Data excerpts →
● ● ● ●
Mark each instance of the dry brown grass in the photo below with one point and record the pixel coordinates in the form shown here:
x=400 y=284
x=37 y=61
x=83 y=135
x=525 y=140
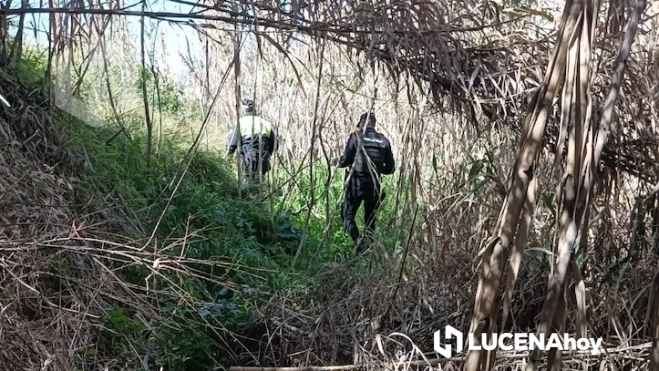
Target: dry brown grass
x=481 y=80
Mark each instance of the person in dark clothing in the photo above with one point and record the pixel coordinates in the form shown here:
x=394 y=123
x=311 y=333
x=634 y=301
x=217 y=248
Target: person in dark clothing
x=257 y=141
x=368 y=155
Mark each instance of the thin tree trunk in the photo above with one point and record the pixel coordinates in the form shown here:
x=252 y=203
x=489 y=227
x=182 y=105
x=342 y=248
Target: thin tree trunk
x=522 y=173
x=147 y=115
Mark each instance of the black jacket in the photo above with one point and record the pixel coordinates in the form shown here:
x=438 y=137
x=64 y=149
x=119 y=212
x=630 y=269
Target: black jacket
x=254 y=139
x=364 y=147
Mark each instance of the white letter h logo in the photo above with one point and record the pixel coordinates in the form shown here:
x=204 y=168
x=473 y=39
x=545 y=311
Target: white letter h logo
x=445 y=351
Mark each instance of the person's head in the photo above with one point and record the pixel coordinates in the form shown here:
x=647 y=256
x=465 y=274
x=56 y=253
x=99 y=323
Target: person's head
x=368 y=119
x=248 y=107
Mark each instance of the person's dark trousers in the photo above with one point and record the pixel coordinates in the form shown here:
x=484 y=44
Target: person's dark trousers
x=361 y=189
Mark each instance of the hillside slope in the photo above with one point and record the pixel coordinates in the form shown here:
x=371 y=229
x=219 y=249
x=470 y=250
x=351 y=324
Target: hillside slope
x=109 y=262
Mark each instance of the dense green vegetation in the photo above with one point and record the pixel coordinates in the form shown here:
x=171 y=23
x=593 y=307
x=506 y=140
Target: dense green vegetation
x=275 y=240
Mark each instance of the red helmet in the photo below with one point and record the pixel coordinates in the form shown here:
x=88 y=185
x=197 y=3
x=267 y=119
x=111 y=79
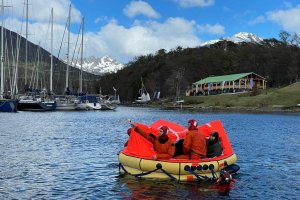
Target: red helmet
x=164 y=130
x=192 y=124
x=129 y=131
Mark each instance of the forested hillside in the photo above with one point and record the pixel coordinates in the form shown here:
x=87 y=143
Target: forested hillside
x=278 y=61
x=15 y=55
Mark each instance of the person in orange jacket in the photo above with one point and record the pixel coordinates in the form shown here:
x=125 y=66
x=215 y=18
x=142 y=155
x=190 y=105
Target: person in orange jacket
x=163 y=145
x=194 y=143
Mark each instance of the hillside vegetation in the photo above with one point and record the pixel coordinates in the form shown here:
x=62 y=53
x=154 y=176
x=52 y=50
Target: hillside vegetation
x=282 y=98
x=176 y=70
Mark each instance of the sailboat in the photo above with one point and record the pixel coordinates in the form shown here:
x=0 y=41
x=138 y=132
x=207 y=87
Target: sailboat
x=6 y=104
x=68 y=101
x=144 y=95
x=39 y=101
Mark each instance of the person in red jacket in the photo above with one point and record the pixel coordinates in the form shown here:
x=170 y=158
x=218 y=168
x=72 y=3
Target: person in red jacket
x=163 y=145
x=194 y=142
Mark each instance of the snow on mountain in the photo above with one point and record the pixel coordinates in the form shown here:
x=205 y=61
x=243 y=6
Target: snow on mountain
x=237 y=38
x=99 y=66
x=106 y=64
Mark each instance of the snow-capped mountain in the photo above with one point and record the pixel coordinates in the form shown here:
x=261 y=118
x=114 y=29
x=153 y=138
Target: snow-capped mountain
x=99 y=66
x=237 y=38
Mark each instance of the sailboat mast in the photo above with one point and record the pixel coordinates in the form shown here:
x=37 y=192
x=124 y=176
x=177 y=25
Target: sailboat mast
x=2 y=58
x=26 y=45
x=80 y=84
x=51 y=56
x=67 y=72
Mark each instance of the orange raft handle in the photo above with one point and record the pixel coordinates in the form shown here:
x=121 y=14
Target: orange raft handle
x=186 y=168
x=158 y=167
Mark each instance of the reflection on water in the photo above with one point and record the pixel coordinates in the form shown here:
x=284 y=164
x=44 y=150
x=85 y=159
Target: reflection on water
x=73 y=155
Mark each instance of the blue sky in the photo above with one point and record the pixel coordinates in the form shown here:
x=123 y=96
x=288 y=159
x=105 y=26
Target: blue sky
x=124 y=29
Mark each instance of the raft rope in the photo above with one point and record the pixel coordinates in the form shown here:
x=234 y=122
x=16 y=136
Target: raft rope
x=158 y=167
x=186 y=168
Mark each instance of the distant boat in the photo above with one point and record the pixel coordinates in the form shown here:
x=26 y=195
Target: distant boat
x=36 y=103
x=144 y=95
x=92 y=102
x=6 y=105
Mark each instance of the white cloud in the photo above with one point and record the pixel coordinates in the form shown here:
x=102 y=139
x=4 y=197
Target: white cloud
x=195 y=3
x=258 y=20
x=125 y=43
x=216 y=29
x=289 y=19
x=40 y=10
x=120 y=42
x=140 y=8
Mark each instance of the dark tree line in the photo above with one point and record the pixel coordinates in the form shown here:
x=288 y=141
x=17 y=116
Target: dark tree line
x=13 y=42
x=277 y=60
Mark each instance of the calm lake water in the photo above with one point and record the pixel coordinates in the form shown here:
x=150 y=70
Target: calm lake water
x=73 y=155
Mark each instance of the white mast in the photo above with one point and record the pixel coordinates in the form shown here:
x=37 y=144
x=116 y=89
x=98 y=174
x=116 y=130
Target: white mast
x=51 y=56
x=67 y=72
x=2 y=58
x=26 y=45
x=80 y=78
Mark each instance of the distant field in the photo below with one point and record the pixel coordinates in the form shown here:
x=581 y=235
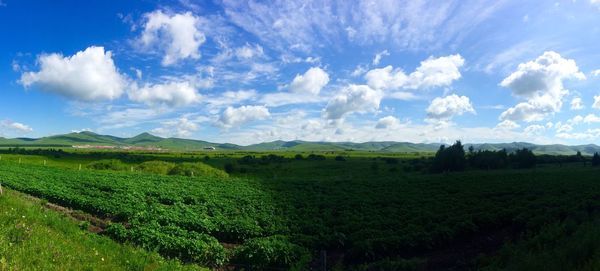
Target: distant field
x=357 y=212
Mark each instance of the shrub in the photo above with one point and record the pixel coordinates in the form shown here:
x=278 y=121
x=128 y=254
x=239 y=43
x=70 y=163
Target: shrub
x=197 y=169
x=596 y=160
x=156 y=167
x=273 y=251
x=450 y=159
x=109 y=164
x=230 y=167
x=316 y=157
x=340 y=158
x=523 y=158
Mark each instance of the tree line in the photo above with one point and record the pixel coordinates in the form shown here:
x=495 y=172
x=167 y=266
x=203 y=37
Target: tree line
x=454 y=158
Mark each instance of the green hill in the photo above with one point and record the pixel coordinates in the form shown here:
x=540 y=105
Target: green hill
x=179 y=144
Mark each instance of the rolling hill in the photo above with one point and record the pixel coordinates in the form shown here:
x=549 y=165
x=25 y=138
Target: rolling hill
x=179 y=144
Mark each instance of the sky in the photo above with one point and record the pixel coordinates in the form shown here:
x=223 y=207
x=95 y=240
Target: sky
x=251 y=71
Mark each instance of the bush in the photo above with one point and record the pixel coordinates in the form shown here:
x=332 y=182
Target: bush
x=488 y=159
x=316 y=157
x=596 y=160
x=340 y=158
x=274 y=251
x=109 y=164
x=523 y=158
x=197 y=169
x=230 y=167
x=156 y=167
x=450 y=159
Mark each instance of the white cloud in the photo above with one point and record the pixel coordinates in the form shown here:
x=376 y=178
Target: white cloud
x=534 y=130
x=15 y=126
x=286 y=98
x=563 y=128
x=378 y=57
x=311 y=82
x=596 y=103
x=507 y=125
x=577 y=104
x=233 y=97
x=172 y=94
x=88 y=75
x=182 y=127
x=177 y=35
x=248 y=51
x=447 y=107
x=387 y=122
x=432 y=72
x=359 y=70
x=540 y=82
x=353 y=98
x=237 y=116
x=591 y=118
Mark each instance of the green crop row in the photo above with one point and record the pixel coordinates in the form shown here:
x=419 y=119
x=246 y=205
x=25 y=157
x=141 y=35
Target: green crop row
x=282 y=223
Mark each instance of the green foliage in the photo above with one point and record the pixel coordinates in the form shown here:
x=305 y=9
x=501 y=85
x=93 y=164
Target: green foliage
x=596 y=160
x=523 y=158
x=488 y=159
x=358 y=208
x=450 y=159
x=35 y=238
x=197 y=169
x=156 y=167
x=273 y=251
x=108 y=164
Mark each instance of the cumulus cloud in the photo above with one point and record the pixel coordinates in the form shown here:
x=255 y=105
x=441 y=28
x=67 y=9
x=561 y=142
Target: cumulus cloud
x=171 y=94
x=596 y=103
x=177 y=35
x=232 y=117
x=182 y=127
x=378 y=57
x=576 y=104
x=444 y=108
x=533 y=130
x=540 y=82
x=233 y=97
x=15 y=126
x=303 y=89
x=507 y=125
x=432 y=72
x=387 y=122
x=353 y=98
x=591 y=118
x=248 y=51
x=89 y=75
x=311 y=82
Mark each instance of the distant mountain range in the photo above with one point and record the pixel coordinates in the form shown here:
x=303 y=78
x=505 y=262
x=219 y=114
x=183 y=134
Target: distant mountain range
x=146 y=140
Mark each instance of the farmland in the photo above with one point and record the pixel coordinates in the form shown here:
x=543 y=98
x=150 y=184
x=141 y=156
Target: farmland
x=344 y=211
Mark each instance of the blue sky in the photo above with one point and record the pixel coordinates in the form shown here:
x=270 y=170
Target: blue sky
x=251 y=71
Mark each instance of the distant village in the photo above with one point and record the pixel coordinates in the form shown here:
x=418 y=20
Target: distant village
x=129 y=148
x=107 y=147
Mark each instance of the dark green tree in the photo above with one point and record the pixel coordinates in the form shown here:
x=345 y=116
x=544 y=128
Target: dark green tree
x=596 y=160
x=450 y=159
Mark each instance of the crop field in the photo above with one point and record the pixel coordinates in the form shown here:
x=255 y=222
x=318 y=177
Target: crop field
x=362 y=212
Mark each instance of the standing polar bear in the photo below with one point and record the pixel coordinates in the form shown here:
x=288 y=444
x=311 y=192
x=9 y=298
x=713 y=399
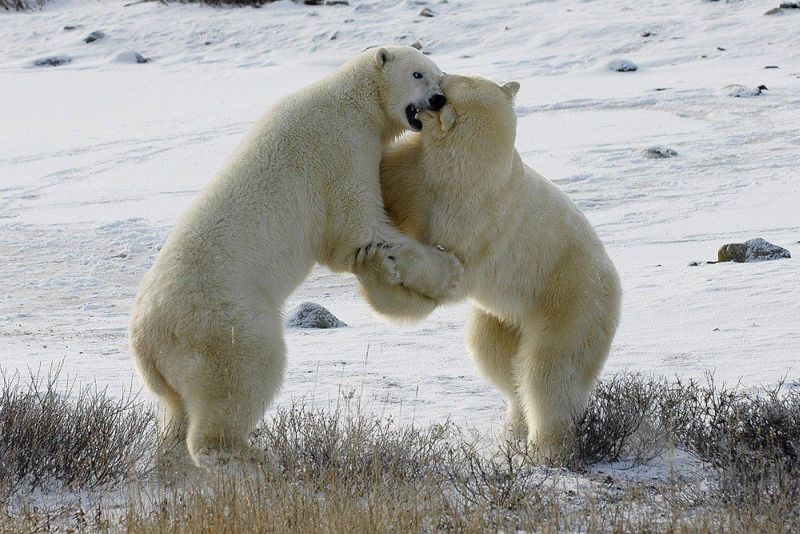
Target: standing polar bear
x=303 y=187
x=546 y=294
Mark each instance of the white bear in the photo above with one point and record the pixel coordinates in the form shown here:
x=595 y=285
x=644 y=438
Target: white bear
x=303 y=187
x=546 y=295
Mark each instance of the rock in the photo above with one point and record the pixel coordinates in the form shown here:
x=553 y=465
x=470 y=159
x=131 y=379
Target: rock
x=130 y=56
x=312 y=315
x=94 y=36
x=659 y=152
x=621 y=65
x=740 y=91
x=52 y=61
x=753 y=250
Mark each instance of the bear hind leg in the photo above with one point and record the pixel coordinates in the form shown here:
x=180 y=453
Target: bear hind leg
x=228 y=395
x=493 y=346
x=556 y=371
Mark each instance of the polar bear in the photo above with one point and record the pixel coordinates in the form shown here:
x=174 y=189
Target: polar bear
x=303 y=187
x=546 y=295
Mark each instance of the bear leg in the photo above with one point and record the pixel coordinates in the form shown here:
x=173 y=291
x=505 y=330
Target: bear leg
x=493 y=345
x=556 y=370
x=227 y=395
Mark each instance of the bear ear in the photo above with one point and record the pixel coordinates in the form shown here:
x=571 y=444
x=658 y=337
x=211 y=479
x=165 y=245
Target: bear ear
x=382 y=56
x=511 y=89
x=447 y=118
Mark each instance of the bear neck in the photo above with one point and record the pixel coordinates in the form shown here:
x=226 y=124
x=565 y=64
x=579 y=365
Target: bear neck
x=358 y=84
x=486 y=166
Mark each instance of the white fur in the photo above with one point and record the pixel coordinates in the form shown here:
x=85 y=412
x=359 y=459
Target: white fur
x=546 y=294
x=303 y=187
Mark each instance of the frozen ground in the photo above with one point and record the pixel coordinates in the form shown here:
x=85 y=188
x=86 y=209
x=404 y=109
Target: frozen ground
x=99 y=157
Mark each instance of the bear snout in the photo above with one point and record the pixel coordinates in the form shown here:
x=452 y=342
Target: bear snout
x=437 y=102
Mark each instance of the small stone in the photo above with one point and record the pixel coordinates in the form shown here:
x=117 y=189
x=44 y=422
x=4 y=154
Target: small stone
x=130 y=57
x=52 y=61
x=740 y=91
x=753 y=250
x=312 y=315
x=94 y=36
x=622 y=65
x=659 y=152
● ● ● ●
Exercise directions → Render the lines starting at the one containing "Mark each instance of the distant field" and ending at the one containing "x=454 y=158" as a Markdown table with the columns Row and Line. Number each line, skip any blank lines, and leave the pictures out.

Written response →
| Row | Line |
|---|---|
| 1 | Mark each instance of the distant field in the photo below with one point and record the pixel coordinates in the form shown here: |
| 2 | x=581 y=235 |
| 3 | Target: distant field |
| 4 | x=357 y=212 |
| 5 | Mark each instance of the shrub in the photo above with one point and record the pixel coordinates in the form shown here: |
| 6 | x=278 y=121 |
| 7 | x=128 y=254 |
| 8 | x=239 y=43 |
| 9 | x=70 y=163 |
| 10 | Target: shrub |
| 11 | x=197 y=169 |
| 12 | x=596 y=160 |
| 13 | x=156 y=167 |
| 14 | x=273 y=251 |
| 15 | x=450 y=159 |
| 16 | x=109 y=164 |
| 17 | x=230 y=167 |
| 18 | x=316 y=157 |
| 19 | x=340 y=158 |
| 20 | x=523 y=158 |
| 21 | Mark each instance of the tree line in the photo above with one point and record the pixel coordinates in the form shown here: |
| 22 | x=495 y=172 |
| 23 | x=167 y=266 |
| 24 | x=203 y=37 |
| 25 | Target: tree line |
| 26 | x=454 y=158 |